++++ Provided material ++++

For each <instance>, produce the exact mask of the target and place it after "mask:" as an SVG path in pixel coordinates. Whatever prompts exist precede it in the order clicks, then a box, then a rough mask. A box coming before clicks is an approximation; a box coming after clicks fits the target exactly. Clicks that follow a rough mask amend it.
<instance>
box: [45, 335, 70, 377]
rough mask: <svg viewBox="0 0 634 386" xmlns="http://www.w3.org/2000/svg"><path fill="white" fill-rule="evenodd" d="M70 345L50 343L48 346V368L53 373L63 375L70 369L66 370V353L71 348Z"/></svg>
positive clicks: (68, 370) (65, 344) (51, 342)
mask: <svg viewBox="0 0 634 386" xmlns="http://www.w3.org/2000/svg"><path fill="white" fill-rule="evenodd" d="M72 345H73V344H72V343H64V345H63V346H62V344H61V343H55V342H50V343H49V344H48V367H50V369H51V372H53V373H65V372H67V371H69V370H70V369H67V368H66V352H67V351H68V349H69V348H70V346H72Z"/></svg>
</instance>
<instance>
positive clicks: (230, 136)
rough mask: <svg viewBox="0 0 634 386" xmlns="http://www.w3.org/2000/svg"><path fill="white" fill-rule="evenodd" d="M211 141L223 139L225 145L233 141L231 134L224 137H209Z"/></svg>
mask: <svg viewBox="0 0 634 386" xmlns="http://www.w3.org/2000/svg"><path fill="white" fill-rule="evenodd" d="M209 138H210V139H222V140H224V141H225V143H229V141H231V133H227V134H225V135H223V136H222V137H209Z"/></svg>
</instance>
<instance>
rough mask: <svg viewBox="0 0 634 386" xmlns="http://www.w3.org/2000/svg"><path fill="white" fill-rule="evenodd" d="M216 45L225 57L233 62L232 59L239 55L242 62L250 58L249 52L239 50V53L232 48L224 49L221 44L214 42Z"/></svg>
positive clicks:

++++

To do: Extract every line of the items above, from the first line to the last, and reproduce each one character for character without any change.

Solution to this problem:
For each <instance>, produce the exact mask of the target and place it after "mask:" as an SVG path in pixel coordinates. Whatever prompts exist precede it in the order clicks, then a box, then a rough mask. A box coming before clicks is an approximation; a box coming after clicks fits the target exactly. Clicks that follow a rough mask amend it.
<instance>
box: [45, 335, 70, 377]
rough mask: <svg viewBox="0 0 634 386" xmlns="http://www.w3.org/2000/svg"><path fill="white" fill-rule="evenodd" d="M70 345L50 343L48 346V368L53 373L63 375L70 369L66 370V353L71 348Z"/></svg>
positive clicks: (68, 370) (65, 344) (51, 342)
mask: <svg viewBox="0 0 634 386" xmlns="http://www.w3.org/2000/svg"><path fill="white" fill-rule="evenodd" d="M72 345H73V344H72V343H64V345H63V346H62V344H61V343H55V342H50V343H49V344H48V367H50V369H51V372H53V373H65V372H67V371H69V370H70V369H67V368H66V352H67V351H68V349H69V348H70V346H72Z"/></svg>
</instance>
<instance>
positive clicks: (230, 136)
rough mask: <svg viewBox="0 0 634 386" xmlns="http://www.w3.org/2000/svg"><path fill="white" fill-rule="evenodd" d="M211 141L223 139L225 145L233 141L231 134L224 137H209Z"/></svg>
mask: <svg viewBox="0 0 634 386" xmlns="http://www.w3.org/2000/svg"><path fill="white" fill-rule="evenodd" d="M209 138H210V139H222V140H224V141H225V143H229V141H231V133H227V134H225V135H223V136H222V137H209Z"/></svg>
</instance>
<instance>
rough mask: <svg viewBox="0 0 634 386" xmlns="http://www.w3.org/2000/svg"><path fill="white" fill-rule="evenodd" d="M216 45L225 57L233 62L232 59L239 55L242 62L250 58L249 52L239 50V53L232 48L224 49L221 44L214 42Z"/></svg>
positive clicks:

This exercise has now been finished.